▸ Required actions
• A. From the passage on late-Victorian poets, copy word for word the part that opens with the words containing "The adventurous son" and closes with "Fleet Street Ecologues.".
• B. Using the passage on late-Victorian poets, answer yes or no to each statement, quoting the exact words of the passage that decide it: (i) Francis Thompson once had to sell matches on a street corner; (ii) Watson's Epigrams holds one hundred poems of six lines each; (iii) Watson was made poet-laureate in 1896.

++++ Text excerpt ++++

"On many a mountain's happy head
Dawn lightly laid her rosy hand.
The adventurous son took heaven by storm,
Clouds scattered largesses of rain."

Davidson later became an offensively shrill preacher of materialism and lost his early charm. Some of the best of his poetry may be found in Fleet Street Ecologues.

Francis Thompson (1860-1907), a Catholic poet, who has been called a nineteenth-century Crashaw, passed much of his short life of suffering in London, where he was once reduced to selling matches on a street corner. His greatest poem, The Hound of Heaven (1893), is an impassioned lyrical rendering of the passage in the Psalms beginning: "Whither shall I go from thy Spirit? or whither shall I flee from thy presence?" While fleeing down "the long savannahs of the blue," the poet hears a Voice say:—

"Naught shelters thee, who wilt not shelter Me."

William Watson (1858- ), a London poet, looked to Milton, Wordsworth, and Arnold as his masters. Some of Watson's best verse, such as Wordsworth's Grave, is written in praise of dead poets. His early volume Epigrams (1884), containing one hundred poems of four lines each, shows his power of conveying poetic thought in brief space. One of these poems is called Shelley and Harriet Westbrook:—

"A star looked down from heaven and loved a flower,
Grown in earth's garden—loved it for an hour:
Let eyes that trace his orbit in the spheres
Refuse not, to a ruin'd rosebud, tears."[4]

Many expected to see Watson appointed poet-laureate to succeed Tennyson. Possibly mental trouble, which had temporarily affected him, influenced the choice; for Alfred Austin (1835-1913) received the laureateship in 1896. Like the Pre-Raphaelites, Watson disliked those whom he called a "phrase-tormenting fantastic chorus of poets." His best verse shows depth of poetic thought, directness of expression, and a strong sense of moral values.

++++ Excerpted data ++++

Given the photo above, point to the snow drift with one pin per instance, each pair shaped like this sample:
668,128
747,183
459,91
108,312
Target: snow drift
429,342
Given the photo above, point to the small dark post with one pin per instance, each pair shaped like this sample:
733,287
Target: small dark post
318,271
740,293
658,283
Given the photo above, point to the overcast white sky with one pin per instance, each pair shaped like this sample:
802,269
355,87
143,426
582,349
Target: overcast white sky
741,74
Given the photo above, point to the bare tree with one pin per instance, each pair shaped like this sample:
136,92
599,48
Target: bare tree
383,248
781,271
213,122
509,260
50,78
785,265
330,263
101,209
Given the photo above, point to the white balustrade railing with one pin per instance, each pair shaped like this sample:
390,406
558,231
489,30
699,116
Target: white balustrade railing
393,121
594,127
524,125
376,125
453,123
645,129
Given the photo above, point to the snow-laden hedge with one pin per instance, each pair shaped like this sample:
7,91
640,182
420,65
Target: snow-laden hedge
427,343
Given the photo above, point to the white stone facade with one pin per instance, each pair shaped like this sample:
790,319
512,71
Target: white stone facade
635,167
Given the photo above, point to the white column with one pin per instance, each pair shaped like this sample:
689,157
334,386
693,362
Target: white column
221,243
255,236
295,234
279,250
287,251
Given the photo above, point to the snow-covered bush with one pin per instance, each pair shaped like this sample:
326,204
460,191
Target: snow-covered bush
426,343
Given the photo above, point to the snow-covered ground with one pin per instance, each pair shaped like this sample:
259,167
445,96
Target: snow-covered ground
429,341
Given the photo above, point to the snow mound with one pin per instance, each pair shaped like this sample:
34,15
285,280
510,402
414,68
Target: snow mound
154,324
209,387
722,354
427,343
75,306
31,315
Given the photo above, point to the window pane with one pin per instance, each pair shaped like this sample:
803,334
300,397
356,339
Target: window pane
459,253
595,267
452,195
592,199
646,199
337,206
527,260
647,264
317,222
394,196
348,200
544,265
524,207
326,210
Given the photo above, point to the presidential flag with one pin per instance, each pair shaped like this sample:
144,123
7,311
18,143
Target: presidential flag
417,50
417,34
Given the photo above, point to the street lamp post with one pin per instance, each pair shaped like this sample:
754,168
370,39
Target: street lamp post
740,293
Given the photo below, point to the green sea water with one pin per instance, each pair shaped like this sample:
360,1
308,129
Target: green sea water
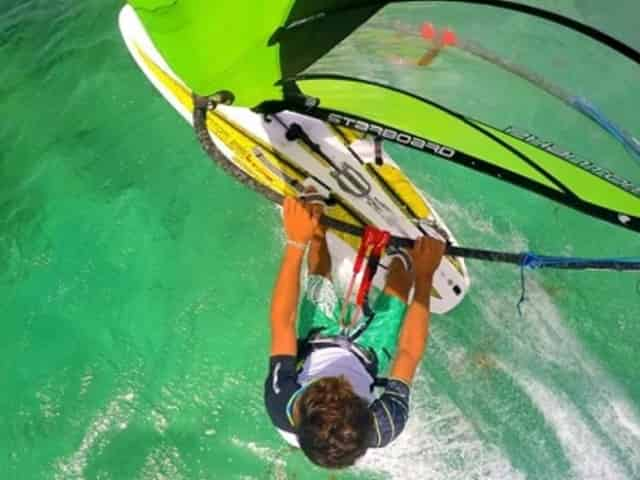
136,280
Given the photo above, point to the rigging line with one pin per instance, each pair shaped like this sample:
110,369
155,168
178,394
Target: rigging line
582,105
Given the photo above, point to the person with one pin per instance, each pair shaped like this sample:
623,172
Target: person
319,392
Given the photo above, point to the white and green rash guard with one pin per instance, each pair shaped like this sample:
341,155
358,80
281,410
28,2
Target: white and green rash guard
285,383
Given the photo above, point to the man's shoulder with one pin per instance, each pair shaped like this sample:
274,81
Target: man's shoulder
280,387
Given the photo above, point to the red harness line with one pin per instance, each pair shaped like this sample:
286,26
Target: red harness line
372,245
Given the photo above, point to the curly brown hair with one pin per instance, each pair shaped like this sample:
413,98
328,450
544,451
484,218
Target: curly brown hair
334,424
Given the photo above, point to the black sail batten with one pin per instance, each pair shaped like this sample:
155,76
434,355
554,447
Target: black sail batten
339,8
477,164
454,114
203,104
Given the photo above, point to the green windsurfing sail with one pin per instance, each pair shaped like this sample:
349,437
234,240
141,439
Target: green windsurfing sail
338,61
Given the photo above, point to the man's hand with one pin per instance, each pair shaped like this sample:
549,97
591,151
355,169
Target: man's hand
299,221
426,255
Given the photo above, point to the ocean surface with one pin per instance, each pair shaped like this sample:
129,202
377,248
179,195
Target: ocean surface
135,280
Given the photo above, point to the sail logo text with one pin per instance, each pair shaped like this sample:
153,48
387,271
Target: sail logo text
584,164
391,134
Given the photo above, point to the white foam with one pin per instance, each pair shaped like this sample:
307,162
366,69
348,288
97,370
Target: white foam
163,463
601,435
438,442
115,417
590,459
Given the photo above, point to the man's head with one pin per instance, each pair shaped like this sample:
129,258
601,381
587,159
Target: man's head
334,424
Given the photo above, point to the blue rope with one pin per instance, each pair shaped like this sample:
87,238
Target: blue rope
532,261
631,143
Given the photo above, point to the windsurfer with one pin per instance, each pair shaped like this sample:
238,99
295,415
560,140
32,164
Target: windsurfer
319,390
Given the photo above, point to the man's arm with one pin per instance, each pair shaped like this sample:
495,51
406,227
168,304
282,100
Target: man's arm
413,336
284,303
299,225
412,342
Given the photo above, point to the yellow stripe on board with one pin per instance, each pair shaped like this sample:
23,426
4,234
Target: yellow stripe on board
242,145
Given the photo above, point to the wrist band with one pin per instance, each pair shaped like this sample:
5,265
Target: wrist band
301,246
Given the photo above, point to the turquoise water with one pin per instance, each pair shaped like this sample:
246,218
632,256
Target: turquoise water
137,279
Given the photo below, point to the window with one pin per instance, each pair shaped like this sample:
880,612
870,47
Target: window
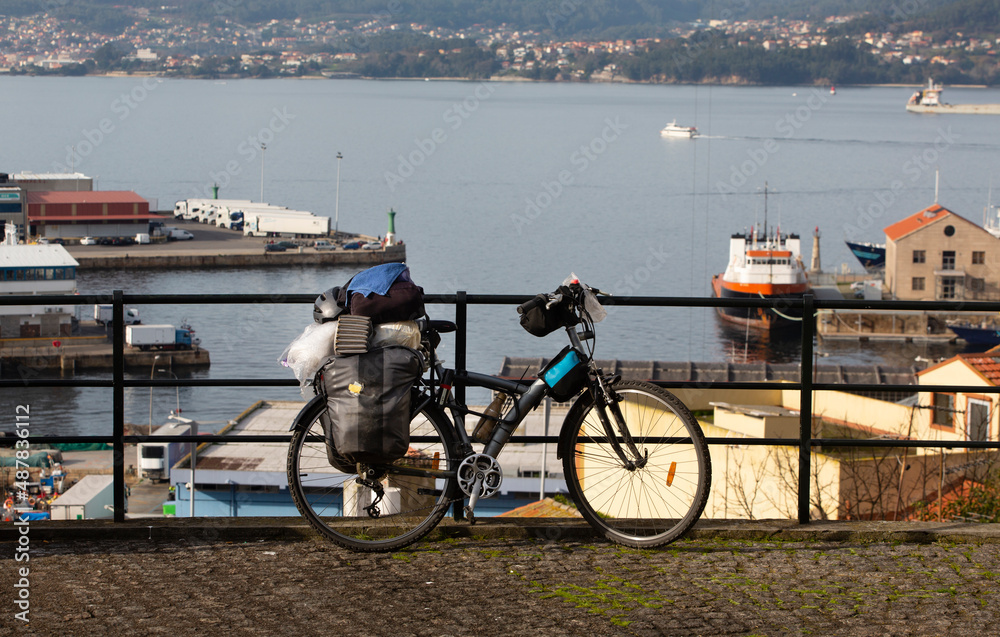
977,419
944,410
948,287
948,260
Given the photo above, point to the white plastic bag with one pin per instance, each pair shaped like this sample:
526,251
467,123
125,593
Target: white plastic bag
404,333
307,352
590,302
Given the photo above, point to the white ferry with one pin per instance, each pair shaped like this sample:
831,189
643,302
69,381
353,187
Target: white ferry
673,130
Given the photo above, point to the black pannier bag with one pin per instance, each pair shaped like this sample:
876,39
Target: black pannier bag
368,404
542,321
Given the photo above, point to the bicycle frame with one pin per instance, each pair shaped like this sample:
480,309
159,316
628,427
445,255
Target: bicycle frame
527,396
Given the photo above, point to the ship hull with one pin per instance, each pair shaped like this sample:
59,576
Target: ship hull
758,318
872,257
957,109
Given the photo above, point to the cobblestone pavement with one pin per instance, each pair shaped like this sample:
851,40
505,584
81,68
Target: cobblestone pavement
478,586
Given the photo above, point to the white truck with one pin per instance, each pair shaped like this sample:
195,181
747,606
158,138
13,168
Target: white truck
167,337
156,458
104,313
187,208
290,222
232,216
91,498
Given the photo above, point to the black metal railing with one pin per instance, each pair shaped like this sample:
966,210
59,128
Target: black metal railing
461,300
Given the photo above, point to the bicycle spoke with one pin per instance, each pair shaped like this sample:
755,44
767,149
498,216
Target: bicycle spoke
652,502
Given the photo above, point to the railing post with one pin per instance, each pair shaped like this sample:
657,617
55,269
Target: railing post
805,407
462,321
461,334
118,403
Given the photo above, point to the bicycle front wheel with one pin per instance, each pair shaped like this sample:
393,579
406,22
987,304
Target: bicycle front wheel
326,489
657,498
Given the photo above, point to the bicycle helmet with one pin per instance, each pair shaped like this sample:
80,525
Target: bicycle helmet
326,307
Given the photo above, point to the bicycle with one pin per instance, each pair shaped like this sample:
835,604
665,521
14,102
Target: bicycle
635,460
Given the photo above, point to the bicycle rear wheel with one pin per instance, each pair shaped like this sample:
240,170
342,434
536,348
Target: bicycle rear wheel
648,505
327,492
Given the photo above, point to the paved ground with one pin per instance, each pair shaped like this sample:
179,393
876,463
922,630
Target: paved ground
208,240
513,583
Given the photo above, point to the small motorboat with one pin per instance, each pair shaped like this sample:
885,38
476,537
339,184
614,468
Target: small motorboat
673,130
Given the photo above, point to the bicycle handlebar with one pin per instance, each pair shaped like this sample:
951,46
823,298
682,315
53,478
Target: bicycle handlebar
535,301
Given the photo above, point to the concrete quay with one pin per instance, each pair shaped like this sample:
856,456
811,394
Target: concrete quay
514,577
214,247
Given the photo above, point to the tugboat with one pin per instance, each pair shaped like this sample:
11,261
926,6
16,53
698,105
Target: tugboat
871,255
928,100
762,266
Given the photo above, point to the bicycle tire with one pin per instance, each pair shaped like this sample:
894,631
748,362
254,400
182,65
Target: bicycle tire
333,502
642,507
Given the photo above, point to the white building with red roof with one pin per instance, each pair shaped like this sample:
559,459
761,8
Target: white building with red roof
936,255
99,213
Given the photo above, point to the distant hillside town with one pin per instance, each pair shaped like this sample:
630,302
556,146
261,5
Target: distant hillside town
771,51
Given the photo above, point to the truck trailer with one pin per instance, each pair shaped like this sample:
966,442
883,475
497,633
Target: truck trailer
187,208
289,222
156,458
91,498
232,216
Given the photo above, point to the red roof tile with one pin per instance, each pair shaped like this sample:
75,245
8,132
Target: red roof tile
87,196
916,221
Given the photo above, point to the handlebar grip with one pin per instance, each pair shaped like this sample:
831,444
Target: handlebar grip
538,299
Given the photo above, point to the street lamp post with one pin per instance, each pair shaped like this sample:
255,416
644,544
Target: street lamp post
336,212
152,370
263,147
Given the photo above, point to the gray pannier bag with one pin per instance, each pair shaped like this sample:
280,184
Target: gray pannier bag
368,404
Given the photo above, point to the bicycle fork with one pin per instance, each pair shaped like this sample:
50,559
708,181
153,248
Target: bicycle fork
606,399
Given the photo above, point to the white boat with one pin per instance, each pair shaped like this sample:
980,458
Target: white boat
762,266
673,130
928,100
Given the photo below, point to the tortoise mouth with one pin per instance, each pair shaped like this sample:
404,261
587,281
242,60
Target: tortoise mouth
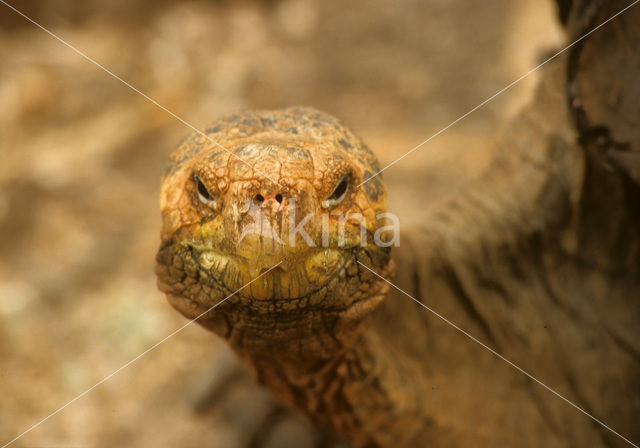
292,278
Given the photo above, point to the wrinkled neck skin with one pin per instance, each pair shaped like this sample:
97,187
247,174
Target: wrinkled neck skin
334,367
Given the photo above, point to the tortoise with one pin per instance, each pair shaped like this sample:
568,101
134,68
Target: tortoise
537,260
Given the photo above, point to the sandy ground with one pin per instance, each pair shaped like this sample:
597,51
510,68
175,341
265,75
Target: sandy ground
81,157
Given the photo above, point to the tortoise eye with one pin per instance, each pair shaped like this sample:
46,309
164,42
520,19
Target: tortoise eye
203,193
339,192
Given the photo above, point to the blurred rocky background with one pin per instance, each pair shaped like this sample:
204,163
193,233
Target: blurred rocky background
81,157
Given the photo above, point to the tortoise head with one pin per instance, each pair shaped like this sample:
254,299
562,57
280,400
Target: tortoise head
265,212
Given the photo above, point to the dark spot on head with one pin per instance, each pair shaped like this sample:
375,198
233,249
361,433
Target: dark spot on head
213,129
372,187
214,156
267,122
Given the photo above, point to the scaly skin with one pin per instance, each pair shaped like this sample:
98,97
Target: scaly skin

++++

▸ Answers to the exercises
• A.
The adventurous son took heaven by storm,
Clouds scattered largesses of rain."

Davidson later became an offensively shrill preacher of materialism and lost his early charm. Some of the best of his poetry may be found in Fleet Street Ecologues.

• B.
(i) Yes: "where he was once reduced to selling matches on a street corner"
(ii) No: "containing one hundred poems of four lines each"
(iii) No: "for Alfred Austin (1835-1913) received the laureateship in 1896"